WHAT YOU ARE ASKED TO DO →
Output all of the entries exactly as written.

»»

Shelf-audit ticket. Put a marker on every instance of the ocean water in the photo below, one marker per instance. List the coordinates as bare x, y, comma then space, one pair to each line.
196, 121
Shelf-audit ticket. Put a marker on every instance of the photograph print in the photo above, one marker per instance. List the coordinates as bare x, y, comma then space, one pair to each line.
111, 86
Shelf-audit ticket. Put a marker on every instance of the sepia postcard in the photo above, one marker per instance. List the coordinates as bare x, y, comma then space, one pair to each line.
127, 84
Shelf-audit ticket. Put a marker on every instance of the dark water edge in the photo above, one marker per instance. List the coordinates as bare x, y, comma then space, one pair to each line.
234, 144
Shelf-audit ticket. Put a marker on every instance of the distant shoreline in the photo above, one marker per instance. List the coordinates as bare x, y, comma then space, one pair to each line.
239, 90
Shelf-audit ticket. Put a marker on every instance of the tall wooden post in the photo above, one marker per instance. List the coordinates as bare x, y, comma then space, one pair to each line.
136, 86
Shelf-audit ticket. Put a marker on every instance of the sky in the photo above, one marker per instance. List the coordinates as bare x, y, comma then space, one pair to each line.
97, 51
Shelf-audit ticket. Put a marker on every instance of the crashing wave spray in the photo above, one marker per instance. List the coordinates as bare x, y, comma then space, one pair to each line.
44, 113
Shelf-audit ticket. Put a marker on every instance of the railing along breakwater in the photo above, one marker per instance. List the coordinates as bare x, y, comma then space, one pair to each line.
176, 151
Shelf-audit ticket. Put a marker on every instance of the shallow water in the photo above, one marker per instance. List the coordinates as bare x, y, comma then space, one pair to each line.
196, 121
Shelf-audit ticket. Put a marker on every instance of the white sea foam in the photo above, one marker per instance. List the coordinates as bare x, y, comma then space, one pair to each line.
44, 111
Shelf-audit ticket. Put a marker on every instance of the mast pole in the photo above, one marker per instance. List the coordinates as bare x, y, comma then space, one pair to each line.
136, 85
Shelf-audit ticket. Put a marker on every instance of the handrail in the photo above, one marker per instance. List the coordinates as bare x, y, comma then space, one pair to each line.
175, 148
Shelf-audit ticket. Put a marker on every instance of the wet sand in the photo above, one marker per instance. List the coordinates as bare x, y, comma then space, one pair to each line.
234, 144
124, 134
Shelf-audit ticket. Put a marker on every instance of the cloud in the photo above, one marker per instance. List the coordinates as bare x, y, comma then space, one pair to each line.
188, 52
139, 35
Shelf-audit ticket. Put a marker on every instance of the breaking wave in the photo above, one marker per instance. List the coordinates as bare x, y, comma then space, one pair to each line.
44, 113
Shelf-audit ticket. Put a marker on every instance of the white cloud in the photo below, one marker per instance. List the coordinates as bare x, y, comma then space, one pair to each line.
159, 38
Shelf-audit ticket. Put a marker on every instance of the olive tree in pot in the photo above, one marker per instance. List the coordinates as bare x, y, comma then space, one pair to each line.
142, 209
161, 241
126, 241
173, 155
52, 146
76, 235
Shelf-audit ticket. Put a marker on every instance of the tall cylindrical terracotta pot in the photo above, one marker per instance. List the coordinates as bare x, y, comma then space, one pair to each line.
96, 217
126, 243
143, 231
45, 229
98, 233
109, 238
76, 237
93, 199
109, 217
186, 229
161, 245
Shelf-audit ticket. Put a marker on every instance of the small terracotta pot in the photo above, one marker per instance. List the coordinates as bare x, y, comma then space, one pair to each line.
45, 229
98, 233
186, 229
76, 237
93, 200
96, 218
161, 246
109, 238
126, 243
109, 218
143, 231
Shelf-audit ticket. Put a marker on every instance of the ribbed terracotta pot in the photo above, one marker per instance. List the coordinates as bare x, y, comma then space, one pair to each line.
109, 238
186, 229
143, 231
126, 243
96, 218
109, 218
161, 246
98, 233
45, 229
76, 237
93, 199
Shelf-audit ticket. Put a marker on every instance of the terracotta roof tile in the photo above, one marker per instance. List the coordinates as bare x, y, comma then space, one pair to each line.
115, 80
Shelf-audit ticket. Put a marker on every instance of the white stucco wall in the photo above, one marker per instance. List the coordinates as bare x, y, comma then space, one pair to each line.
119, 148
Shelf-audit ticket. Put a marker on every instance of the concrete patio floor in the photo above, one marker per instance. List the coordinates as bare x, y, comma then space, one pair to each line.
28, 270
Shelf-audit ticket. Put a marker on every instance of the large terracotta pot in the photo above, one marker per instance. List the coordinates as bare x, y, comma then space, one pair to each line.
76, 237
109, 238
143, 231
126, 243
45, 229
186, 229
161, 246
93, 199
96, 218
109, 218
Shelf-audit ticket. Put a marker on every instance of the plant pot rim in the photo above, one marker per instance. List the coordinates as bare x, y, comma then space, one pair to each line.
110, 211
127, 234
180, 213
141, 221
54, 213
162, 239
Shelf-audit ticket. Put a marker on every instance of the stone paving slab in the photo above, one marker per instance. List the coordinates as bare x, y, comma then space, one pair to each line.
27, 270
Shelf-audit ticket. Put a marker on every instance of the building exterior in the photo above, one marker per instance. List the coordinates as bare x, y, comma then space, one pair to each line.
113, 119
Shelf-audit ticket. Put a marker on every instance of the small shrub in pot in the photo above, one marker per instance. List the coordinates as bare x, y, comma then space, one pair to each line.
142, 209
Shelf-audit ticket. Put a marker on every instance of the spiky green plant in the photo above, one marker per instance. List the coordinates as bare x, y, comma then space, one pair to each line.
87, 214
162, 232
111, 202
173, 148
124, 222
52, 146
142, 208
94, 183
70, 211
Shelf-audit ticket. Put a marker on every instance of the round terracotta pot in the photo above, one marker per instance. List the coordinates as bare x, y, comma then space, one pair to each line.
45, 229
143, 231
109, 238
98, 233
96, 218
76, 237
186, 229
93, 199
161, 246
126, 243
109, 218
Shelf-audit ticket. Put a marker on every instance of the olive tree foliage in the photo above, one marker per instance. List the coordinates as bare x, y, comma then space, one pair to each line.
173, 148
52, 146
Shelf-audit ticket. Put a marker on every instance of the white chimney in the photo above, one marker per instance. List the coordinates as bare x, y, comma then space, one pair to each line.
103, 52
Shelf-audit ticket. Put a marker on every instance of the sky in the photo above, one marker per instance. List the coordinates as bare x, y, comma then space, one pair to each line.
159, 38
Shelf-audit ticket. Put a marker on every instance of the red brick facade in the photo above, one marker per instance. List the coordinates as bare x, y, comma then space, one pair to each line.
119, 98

««

EXERCISE RESULT →
Shelf-audit ticket. Put a marker on every instance of the ocean water in the photo below, one marker per instance. List the coordinates as bare x, y, comma then space, one pair to each line.
196, 121
Shelf-audit ticket. Put a marker on every instance of the photograph print in the photo above, one marker per instance. List the coordinates as bare x, y, comma then space, one pair to each line.
111, 86
Shelf-audit ticket. Put a marker on every instance of the sepia postcard in the photo above, one marker per instance. List the coordinates as bare x, y, comma then space, one pair to each line.
127, 84
Shelf-audit ticket. Put a marker on every instance of the dark water edge in the photo above, one marker per instance. List the coordinates as bare x, y, comma then space, one pair to each line.
234, 144
Shelf-audit ticket. Put a marker on every instance of the distant shoreline in the photo above, one marker per instance. List the coordinates as bare x, y, comma then space, one pair to each line.
239, 90
Shelf-audit ticket. Put a marker on every instance of the tall wooden post in the photo above, one marker per instance. List the coordinates as bare x, y, comma then space, one pair to each line.
136, 86
Shelf-audit ticket. Put a marker on every instance of the sky in the photo above, one marker per instance. List the coordinates as bare x, y, comma then space, one pair to each line.
97, 51
Shelf-audit ticket. Put a marker on every instance of the crashing wave spray in the photo above, one marker per instance. List the coordinates as bare x, y, comma then space, one pair to each line.
44, 113
Shelf-audit ticket. Put a marker on every instance of the railing along breakwater in the photo above, one marker per instance. List the coordinates as bare x, y, comma then space, one pair to each line.
176, 151
Shelf-audit ticket. Put a marker on every instance of the shallow water in the photo above, one marker per instance. List the coordinates as bare x, y, comma then space, one pair to each line.
196, 121
Shelf-audit ticket. Put a marker on every instance of the white sea foam in the photo above, one marker per instance. List the coordinates as bare x, y, comma then space, one pair to each line.
44, 111
Shelf-audit ticket. Put a marker on every instance of the mast pole in the photo above, one marker per instance. List the coordinates as bare x, y, comma then space, one pair to each line.
136, 85
Shelf-audit ticket. Put a marker on every instance of the handrail in the photo above, one marker per instance. List the coordinates as bare x, y, comma then space, one pair to each line.
175, 148
Shelf-audit ticket. Put a marker on every instance of the wet sand in the photo above, one marker per instance. List the coordinates as bare x, y, comma then space, one pair to each line.
234, 144
124, 134
Shelf-audit ticket. Put a marker on every instance of the cloud in the photo above, one marker per instance. List the coordinates as bare x, y, comma then space, one pair to each line.
188, 52
139, 35
Shelf-audit ticket. Put a marker on every instance of the breaking wave in the photo above, one marker per instance. List the coordinates as bare x, y, comma then space, one pair to each line.
44, 113
Shelf-audit ticket. Put a marker on every instance of the white cloud in the photo below, one marker per instance. List the coordinates as bare x, y, comma then space, one pair to each line.
159, 38
Shelf-audit ticket. Put a marker on every instance of the olive tree in pot in the photo above, one marker per instance. List the coordinates as bare x, y, comma then space, one pair to each line.
142, 209
161, 241
126, 241
173, 155
52, 146
76, 235
Shelf-audit ticket. Put a marker on every instance of the tall cylindrical terracotta pot in the photo above, one marker per instance. List the coordinates as bare x, y, comma then space, one pair to each line.
96, 217
126, 243
143, 231
45, 229
98, 233
109, 238
76, 237
93, 199
109, 217
186, 229
161, 245
Shelf-audit ticket. Put a marker on every instance of the small terracotta pot in the photo above, one marker per instance. List the coordinates as bare x, y, comma then space, one pair to each line.
45, 229
98, 233
186, 229
76, 237
93, 200
96, 218
161, 246
109, 238
126, 243
109, 218
143, 231
Shelf-audit ticket. Put a marker on every instance of the ribbed terracotta pot in the photo above, one marker per instance. List the coordinates as bare x, y, comma then space, one pair to each line.
109, 238
186, 229
143, 231
126, 243
96, 218
109, 218
161, 246
98, 233
45, 229
76, 237
93, 199
Shelf-audit ticket. Put a marker on every instance of the terracotta roof tile in the photo above, one marker per instance. List the coordinates as bare x, y, comma then space, one pair to each line.
115, 80
Shelf-audit ticket. Put a marker on every instance of the white stucco wall in the photo above, one marker per instance. List the coordinates as bare x, y, comma then space, one pair to each line.
119, 148
Shelf-audit ticket. Put a marker on every instance of the concrete patio floor in the photo above, one marker per instance. List the coordinates as bare x, y, comma then space, one pair to each line.
28, 270
Shelf-audit ticket. Put a marker on every instance of the large terracotta pot in the photo above, one marker per instance. List the coordinates as bare x, y, comma then space, one pair to each line.
76, 237
109, 238
143, 231
126, 243
45, 229
186, 229
161, 246
93, 199
96, 218
109, 218
Shelf-audit ticket. Put a marker on every instance of the plant pot rim in the photo above, one marker per instance. List the coordinates as bare x, y, comma then space, one pair to each line.
110, 211
127, 234
180, 213
141, 221
54, 213
162, 239
Shelf-audit ticket. Put a marker on every instance of the stone paving slab in the photo above, one marker per instance. List the coordinates as bare x, y, comma then space, one pair to each line.
27, 270
Shelf-audit ticket. Put a marker on every instance of the building exterior in the photo above, one marker per instance. List the coordinates as bare x, y, comma then space, one pair to each line.
113, 119
Shelf-audit ticket. Put a marker on every instance of the small shrub in pot in the photo above, one marker per instance. List the coordinates as bare x, y, comma then space, one pair to each line.
142, 209
Shelf-audit ticket. Put a marker on every instance of the spiky green plant in the photo above, one marker per instance. List the coordinates as bare x, y, comma then space, one pair to each line.
87, 214
162, 232
111, 202
173, 148
124, 222
52, 146
142, 208
94, 183
70, 211
Shelf-audit ticket. Put a marker on every instance of the round terracotta pot in the photo above, one marker per instance. List the coordinates as bare x, y, comma then space, one pair to each line.
45, 229
143, 231
109, 238
98, 233
96, 218
76, 237
186, 229
93, 199
161, 246
126, 243
109, 218
Shelf-audit ticket. Put a marker on every instance of the olive tree foliage in the photo above, one marker per instance. List the coordinates as bare x, y, comma then space, one pair to each line.
173, 148
52, 146
Shelf-audit ticket. Put a marker on every instance of the white chimney in the photo above, one marker per instance. List the coordinates as bare x, y, comma then space, one pair to each line.
103, 52
Shelf-audit ticket. Put a marker on every instance of the sky in the photo above, one marker per instance. List the coordinates as bare x, y, comma then space, one pair to each line.
159, 38
Shelf-audit ticket. Put a marker on every instance of the red brick facade in the photo above, one marker per instance. List the coordinates as bare x, y, comma then space, one pair to each line.
119, 98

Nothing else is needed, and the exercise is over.